**Document section**
⟨
Since Hamas’s barbaric attack on Israel, Hassan Nasrallah, the long-standing head of Hezbollah, Iran’s terrorist proxy in Lebanon and the country’s de facto ruler, has been uncharacteristically quiet. While Iran has warned that it will respond if Israel invades Gaza and kills Palestinians, no such threat has come from Nasrallah. His silence has intensified a debate among Middle East analysts about whether Hezbollah, and, more precisely, Iran plan to open a second front and escalate the conflict when Israel launches its massive ground invasion of Gaza to decapitate the leadership of Hamas and destroy its capability ever to harm Israelis again.
⟩
**Given entries**
⟨
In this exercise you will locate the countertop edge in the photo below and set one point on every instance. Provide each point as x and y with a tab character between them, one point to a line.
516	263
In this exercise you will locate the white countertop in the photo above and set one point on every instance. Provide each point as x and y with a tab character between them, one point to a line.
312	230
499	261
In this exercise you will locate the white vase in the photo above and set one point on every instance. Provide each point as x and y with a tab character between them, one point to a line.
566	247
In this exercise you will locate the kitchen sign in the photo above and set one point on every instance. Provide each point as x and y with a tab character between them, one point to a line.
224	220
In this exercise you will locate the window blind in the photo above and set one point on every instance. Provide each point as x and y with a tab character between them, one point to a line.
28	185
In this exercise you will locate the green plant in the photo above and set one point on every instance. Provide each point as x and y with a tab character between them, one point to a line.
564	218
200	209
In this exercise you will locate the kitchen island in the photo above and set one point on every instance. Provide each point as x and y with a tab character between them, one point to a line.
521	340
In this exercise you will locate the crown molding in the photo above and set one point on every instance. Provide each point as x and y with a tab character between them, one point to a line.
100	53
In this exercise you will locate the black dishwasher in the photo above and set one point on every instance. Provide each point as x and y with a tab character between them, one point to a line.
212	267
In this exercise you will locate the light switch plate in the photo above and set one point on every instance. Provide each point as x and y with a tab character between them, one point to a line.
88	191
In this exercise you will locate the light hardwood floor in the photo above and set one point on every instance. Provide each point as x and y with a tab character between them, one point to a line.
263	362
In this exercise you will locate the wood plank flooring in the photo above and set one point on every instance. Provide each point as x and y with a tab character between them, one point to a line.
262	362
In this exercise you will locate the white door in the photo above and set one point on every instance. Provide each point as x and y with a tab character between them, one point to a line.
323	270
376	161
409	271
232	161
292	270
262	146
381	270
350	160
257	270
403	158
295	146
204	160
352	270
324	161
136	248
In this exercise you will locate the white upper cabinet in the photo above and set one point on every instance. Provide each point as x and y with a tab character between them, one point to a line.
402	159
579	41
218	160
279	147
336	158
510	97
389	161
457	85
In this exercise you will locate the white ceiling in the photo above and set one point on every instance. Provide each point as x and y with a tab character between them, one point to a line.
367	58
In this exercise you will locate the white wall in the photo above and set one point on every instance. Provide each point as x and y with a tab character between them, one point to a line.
⟩
**Exercises to complete**
1. Substitute "reticence" for "silence" and rewrite the Nasrallah passage from "Since Hamas’s barbaric" up to and including "harm Israelis again.".
2. Pick up the passage on Nasrallah and Hezbollah after its last sentence and carry it forward.
The data here come from a separate source.

**Replies**
1.
Since Hamas’s barbaric attack on Israel, Hassan Nasrallah, the long-standing head of Hezbollah, Iran’s terrorist proxy in Lebanon and the country’s de facto ruler, has been uncharacteristically quiet. While Iran has warned that it will respond if Israel invades Gaza and kills Palestinians, no such threat has come from Nasrallah. His reticence has intensified a debate among Middle East analysts about whether Hezbollah, and, more precisely, Iran plan to open a second front and escalate the conflict when Israel launches its massive ground invasion of Gaza to decapitate the leadership of Hamas and destroy its capability ever to harm Israelis again.

2.
While Hezbollah and its Palestinian terrorist allies in Lebanon have engaged in limited clashes each day along the Israeli-Lebanese border and fired rockets at northern Israeli military targets, its units have not yet launched massive numbers of missiles and rockets at Israeli civilians and infrastructure from its arsenal of what is estimated to be substantially more than 100,000 rockets and missiles. Nor have its special forces infiltrated Israel. It has yet to call up its reserves, or evacuate the southern suburbs of Beirut, steps it would normally take to prepare for war.

"Nasrallah’s silence and the limited hostilities at the border suggest that Hezbollah—and Iran—have not yet decided how deeply to intervene in the conflict," said Hanin Ghaddar, the author of Hezbollahland and an expert on the group at the Washington Institute for Near East Policy.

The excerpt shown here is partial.